**WORK INSTRUCTION:** What is the number of lines in the entries that contain the word "green"? Reply with that number only.

>>>

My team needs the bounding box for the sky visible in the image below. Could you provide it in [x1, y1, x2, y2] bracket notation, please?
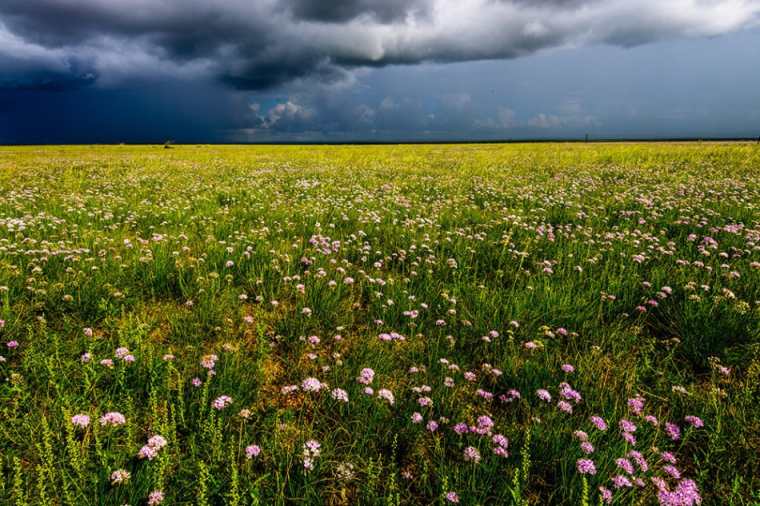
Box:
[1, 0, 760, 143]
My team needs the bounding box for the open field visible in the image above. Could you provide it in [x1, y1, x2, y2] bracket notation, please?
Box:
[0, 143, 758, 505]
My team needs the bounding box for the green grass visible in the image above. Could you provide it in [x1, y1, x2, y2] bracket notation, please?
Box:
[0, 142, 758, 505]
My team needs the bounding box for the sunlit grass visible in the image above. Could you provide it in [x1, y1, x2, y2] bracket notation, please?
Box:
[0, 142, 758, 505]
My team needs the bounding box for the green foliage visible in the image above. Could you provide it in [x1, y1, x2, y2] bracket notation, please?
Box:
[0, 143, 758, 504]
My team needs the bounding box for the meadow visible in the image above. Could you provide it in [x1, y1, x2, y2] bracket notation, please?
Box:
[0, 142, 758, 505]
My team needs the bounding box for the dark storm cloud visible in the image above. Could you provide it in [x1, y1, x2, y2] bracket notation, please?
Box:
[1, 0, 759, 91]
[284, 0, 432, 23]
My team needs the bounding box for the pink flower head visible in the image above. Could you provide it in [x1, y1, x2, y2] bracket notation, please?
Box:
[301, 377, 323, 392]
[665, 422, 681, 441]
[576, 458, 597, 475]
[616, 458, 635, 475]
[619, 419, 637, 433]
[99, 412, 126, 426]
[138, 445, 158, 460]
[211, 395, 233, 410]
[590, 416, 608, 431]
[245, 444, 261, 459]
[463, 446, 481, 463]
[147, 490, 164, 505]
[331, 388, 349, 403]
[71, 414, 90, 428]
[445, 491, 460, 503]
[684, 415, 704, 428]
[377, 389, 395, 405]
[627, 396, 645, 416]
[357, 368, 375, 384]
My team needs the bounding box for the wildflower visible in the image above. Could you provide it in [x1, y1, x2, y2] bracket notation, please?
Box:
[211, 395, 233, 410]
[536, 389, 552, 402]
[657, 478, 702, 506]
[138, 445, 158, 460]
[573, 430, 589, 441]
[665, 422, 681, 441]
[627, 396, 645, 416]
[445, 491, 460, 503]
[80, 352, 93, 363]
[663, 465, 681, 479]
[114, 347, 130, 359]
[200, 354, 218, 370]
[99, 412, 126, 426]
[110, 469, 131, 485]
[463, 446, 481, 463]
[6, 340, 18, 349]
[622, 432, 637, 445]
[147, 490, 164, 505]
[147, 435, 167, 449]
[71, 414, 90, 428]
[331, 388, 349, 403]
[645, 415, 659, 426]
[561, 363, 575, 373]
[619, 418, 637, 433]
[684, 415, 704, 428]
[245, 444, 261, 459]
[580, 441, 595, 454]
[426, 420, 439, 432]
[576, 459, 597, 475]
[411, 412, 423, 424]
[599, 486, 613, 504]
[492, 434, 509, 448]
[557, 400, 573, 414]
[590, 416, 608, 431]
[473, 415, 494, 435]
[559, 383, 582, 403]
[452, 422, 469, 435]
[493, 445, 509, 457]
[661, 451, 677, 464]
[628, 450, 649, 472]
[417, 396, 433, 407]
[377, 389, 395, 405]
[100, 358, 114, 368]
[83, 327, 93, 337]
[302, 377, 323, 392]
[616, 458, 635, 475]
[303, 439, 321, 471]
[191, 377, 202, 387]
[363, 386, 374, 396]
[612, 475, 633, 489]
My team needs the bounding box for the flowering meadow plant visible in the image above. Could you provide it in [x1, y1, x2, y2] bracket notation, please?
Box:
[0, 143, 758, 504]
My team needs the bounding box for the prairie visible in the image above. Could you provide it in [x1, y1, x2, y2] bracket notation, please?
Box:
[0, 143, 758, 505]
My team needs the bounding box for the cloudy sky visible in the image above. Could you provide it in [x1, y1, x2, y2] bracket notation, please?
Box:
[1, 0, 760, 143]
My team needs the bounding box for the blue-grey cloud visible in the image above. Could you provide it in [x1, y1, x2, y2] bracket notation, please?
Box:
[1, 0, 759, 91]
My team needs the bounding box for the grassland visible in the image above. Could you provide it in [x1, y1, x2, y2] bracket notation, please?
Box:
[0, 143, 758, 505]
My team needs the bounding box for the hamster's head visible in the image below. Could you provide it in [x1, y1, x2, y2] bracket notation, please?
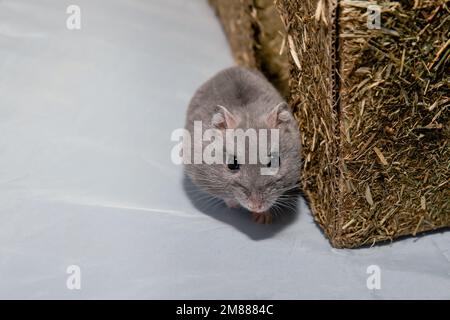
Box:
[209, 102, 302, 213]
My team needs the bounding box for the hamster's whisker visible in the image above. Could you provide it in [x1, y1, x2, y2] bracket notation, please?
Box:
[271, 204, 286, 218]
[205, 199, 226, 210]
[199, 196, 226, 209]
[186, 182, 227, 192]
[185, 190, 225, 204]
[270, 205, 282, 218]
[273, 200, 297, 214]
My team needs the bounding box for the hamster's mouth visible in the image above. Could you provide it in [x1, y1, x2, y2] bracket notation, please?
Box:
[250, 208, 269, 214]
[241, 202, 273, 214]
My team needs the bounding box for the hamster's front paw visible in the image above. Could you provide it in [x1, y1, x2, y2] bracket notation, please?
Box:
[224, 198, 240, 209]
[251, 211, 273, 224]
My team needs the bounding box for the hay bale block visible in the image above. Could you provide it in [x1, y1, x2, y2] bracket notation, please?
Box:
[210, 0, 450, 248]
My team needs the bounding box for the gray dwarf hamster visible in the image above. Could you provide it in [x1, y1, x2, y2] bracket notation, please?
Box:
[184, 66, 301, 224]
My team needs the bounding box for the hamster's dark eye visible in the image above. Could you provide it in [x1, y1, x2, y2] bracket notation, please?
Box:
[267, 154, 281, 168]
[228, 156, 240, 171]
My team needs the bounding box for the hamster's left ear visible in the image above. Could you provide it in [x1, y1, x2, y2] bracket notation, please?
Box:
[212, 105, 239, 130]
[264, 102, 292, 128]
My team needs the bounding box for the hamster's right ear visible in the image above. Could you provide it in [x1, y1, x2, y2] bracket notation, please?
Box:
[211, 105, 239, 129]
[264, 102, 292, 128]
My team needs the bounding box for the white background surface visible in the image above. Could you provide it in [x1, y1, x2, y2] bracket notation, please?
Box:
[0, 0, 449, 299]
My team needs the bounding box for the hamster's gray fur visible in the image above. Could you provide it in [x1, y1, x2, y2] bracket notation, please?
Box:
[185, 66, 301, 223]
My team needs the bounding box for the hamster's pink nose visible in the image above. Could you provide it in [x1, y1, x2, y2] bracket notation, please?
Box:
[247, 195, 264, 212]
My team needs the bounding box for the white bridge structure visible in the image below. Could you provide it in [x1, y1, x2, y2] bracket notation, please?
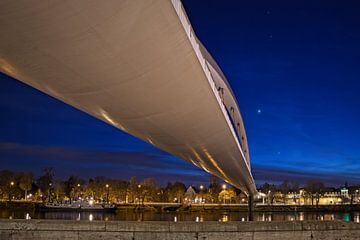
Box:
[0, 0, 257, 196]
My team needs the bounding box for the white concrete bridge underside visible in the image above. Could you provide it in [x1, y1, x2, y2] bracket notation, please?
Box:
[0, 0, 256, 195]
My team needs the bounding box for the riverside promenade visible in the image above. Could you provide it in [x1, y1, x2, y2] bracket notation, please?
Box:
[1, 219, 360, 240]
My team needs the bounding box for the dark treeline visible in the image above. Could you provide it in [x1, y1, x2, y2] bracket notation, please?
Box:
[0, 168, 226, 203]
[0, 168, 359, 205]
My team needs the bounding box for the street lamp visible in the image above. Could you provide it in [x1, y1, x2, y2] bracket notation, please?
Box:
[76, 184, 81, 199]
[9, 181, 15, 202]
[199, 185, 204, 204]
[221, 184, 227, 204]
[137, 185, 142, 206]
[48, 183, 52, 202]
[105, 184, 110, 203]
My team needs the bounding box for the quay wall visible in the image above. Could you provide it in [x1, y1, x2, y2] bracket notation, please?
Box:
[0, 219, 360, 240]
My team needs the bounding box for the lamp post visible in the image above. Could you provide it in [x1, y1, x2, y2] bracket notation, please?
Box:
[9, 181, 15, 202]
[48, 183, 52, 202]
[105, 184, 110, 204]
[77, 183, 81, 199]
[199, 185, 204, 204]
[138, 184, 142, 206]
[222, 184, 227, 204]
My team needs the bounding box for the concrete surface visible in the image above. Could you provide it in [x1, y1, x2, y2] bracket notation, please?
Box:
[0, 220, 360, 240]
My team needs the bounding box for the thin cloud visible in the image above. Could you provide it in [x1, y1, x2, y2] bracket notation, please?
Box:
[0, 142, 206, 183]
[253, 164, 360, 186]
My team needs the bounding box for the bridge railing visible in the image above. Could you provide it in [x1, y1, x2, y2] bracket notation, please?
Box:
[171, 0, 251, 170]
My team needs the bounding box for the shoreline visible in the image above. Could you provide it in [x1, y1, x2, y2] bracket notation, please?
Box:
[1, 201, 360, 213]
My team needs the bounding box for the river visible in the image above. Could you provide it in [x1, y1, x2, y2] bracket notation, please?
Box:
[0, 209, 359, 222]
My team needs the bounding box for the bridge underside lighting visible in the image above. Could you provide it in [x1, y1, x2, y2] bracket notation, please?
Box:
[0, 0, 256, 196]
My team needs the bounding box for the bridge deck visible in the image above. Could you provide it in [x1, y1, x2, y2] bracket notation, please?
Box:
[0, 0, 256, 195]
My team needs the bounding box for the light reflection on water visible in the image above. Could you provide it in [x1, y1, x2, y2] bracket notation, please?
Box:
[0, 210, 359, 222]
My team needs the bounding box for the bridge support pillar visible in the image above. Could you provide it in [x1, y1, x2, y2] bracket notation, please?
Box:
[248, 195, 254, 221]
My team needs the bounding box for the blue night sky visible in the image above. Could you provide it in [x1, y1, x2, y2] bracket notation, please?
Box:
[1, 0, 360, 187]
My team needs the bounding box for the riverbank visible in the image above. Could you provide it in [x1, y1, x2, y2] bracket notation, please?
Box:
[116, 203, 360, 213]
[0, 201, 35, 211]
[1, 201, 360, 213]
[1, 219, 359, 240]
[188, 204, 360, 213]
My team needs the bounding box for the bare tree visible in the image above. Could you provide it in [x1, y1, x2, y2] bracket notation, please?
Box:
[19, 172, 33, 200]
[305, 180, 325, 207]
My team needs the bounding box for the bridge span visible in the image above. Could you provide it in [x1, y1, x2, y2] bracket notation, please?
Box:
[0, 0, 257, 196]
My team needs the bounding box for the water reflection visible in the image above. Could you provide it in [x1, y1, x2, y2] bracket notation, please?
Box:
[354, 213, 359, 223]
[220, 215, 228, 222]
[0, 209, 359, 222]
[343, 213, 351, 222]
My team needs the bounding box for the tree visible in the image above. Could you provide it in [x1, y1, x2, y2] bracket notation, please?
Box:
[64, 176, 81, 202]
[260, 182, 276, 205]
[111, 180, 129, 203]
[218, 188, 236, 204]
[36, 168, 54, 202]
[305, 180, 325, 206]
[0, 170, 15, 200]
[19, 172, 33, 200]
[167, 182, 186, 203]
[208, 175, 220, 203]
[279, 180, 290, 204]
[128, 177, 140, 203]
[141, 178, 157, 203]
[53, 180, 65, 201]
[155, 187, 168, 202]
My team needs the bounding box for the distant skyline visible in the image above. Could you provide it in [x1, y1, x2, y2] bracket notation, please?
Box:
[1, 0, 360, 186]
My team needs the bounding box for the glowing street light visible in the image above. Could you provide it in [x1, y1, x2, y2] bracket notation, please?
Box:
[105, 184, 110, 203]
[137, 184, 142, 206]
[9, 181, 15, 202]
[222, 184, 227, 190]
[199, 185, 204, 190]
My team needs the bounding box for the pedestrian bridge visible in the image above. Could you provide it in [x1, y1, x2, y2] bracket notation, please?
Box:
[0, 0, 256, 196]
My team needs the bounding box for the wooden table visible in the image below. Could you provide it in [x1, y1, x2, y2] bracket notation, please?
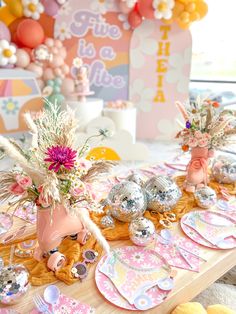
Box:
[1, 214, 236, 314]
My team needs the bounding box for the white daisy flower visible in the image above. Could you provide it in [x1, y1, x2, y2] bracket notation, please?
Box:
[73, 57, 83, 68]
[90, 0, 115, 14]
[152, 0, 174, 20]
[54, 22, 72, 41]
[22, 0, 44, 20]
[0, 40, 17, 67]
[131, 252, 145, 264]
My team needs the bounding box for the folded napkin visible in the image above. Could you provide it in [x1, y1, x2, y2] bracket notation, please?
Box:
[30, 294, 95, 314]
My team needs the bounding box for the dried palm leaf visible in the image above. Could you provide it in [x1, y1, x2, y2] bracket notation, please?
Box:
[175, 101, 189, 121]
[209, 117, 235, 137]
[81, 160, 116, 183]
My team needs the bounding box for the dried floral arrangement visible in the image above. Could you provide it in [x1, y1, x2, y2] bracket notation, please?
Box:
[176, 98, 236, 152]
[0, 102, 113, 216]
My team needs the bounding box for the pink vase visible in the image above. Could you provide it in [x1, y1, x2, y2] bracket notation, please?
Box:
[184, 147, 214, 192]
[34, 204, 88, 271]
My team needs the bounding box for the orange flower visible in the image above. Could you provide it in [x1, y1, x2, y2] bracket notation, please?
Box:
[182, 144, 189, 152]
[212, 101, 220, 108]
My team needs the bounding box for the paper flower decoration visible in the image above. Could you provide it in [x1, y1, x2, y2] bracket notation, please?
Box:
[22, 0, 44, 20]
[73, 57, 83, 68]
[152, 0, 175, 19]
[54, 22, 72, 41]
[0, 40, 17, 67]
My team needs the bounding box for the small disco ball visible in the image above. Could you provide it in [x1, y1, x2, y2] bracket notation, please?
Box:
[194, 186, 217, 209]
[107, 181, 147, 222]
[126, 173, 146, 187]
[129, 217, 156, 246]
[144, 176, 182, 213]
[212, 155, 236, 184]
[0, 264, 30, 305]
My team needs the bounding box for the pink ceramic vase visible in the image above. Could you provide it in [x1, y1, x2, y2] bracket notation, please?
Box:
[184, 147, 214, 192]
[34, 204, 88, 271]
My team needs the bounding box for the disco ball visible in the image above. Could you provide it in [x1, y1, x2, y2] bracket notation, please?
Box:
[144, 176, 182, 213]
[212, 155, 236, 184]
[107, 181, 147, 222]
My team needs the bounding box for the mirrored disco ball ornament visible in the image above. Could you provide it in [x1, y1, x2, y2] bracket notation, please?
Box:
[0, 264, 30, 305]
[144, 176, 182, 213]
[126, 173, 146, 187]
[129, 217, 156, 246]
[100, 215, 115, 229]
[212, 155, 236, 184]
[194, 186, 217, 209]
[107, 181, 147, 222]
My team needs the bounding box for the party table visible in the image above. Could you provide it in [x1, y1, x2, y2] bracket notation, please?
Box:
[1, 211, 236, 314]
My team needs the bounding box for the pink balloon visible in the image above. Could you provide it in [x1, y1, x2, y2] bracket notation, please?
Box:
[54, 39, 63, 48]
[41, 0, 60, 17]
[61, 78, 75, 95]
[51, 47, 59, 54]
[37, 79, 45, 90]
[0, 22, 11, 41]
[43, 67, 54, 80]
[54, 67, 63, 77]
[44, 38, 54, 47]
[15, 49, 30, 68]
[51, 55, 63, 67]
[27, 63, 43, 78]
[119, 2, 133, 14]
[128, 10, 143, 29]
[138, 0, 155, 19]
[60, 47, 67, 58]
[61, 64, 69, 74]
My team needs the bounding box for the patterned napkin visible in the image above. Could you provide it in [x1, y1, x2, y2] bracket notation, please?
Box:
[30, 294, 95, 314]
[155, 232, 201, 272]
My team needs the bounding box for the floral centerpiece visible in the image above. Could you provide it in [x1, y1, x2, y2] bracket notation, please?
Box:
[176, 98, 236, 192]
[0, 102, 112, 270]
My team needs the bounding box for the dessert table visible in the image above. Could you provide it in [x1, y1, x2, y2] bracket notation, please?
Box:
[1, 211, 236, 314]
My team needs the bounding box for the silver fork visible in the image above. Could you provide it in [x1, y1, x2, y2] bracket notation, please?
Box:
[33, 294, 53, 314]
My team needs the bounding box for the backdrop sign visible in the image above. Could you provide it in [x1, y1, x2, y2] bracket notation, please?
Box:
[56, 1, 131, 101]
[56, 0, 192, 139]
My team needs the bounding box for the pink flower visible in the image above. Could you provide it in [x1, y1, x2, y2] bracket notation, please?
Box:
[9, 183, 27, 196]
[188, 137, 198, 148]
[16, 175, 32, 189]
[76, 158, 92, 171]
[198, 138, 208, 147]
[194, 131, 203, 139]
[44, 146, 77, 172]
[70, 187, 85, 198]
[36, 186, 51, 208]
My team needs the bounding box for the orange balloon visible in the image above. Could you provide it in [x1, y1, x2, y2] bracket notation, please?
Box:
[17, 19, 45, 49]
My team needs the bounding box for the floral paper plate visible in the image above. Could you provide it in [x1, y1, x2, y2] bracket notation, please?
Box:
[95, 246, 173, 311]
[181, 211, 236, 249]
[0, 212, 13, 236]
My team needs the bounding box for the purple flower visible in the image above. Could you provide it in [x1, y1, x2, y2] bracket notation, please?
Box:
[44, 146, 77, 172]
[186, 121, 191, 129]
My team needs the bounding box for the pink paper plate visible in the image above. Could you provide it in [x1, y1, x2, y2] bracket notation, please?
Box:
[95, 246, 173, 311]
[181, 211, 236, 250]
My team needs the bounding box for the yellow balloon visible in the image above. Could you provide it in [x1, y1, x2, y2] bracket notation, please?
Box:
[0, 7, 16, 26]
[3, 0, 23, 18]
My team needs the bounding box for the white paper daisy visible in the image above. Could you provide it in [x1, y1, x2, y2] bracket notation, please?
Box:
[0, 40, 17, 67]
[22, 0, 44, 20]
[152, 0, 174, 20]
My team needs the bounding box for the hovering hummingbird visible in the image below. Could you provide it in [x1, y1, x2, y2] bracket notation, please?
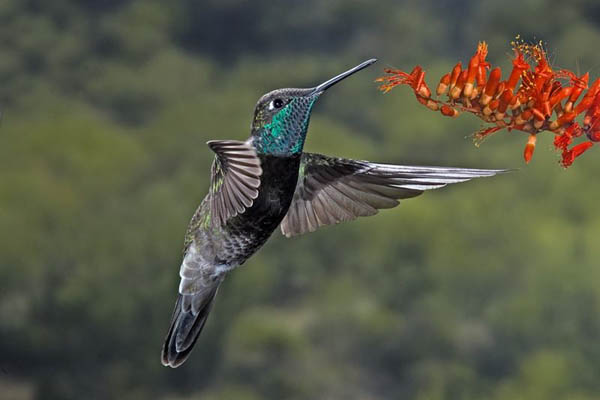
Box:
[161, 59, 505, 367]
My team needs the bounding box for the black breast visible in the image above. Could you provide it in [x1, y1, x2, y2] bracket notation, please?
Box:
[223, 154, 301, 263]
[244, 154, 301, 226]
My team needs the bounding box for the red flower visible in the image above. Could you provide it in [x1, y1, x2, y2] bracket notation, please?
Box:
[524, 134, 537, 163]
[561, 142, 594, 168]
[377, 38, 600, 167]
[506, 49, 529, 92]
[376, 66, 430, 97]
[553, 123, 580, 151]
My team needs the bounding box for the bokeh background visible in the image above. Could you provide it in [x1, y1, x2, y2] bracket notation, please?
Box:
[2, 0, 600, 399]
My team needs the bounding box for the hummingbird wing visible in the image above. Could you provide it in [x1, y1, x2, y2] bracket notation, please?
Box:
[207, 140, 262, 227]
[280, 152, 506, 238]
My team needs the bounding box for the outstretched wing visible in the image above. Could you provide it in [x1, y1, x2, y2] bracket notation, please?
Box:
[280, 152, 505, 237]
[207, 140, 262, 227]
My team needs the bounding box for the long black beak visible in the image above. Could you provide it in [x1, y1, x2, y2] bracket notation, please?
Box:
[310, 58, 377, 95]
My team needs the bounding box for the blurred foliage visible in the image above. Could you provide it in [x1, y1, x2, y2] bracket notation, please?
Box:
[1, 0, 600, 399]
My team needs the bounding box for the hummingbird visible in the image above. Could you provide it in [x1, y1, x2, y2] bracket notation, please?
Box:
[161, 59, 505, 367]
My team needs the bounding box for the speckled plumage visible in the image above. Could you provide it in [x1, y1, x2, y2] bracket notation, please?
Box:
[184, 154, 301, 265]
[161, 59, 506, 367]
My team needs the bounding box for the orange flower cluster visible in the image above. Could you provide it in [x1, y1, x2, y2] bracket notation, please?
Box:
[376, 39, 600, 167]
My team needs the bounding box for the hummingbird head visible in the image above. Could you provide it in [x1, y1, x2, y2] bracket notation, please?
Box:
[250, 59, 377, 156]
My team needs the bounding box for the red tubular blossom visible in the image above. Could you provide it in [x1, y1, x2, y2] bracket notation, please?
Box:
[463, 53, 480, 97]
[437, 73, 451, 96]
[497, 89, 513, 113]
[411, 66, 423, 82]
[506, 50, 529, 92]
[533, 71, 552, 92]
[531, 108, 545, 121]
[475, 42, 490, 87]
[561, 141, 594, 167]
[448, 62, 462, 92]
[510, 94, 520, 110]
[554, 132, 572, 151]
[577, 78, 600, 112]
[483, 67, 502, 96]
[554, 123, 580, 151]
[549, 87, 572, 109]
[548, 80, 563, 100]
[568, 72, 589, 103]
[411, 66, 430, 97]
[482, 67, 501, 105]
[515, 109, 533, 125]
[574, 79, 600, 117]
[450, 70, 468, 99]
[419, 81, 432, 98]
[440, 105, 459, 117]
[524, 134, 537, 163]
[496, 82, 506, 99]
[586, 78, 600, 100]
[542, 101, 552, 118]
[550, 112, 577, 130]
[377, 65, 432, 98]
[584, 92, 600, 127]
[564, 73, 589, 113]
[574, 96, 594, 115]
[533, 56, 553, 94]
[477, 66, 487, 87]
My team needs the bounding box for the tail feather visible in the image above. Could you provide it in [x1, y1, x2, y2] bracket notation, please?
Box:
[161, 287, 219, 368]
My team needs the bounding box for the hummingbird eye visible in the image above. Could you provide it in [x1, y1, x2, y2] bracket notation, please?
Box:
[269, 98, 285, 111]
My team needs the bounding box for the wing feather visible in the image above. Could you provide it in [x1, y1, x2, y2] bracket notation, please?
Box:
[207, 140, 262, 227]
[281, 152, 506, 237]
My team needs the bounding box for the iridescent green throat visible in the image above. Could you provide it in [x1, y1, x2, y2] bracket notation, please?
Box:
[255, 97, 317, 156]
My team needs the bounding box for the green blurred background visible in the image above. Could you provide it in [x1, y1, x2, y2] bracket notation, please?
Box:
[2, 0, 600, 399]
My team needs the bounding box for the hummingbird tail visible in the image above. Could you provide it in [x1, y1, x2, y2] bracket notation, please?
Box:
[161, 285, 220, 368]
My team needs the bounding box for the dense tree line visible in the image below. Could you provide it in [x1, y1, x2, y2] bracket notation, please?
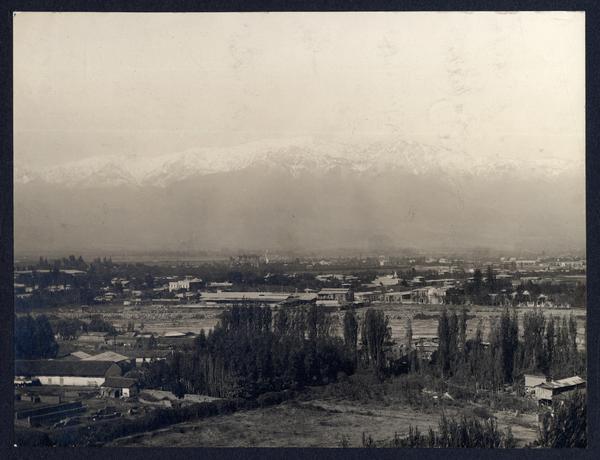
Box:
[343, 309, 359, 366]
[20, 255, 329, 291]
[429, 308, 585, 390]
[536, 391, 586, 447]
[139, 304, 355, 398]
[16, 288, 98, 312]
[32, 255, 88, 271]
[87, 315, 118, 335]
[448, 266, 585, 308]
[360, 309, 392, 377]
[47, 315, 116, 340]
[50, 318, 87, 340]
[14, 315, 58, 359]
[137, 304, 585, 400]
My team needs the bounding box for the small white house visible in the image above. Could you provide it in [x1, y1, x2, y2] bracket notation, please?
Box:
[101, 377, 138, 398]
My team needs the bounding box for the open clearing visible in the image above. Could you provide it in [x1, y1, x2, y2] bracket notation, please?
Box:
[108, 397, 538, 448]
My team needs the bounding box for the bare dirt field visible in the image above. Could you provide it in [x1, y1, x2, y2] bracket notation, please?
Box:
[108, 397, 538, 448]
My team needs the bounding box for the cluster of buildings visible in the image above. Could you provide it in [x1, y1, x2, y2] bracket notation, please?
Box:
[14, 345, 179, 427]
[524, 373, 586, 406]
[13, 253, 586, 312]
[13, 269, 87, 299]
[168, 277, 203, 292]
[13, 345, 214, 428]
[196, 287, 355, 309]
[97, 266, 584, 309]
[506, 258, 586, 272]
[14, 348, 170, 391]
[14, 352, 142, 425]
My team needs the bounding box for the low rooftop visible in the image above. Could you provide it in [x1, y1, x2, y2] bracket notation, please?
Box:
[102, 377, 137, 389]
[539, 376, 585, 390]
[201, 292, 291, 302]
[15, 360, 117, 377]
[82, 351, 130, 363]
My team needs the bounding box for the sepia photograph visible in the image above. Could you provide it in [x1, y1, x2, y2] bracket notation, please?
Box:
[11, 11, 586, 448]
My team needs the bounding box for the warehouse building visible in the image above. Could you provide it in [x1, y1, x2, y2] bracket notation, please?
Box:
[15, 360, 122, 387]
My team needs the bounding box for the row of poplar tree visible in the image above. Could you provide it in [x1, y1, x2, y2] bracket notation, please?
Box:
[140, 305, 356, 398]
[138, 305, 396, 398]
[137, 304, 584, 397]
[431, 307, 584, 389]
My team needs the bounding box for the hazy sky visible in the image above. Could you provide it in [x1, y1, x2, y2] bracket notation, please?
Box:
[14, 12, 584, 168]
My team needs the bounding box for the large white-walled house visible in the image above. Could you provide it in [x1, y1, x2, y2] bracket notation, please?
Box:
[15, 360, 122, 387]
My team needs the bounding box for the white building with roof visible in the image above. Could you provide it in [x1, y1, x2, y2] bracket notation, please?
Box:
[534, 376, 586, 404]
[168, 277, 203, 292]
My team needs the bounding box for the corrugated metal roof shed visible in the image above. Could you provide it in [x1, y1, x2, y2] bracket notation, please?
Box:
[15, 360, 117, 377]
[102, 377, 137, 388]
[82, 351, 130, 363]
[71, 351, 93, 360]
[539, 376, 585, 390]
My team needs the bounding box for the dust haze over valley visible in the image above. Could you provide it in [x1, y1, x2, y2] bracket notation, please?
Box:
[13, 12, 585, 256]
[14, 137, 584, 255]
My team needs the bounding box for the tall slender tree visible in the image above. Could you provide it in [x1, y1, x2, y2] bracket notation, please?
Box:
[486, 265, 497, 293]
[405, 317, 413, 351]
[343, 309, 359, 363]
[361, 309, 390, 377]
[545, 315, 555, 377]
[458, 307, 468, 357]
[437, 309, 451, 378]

<<<

**OUTPUT OF THE EXERCISE:** 4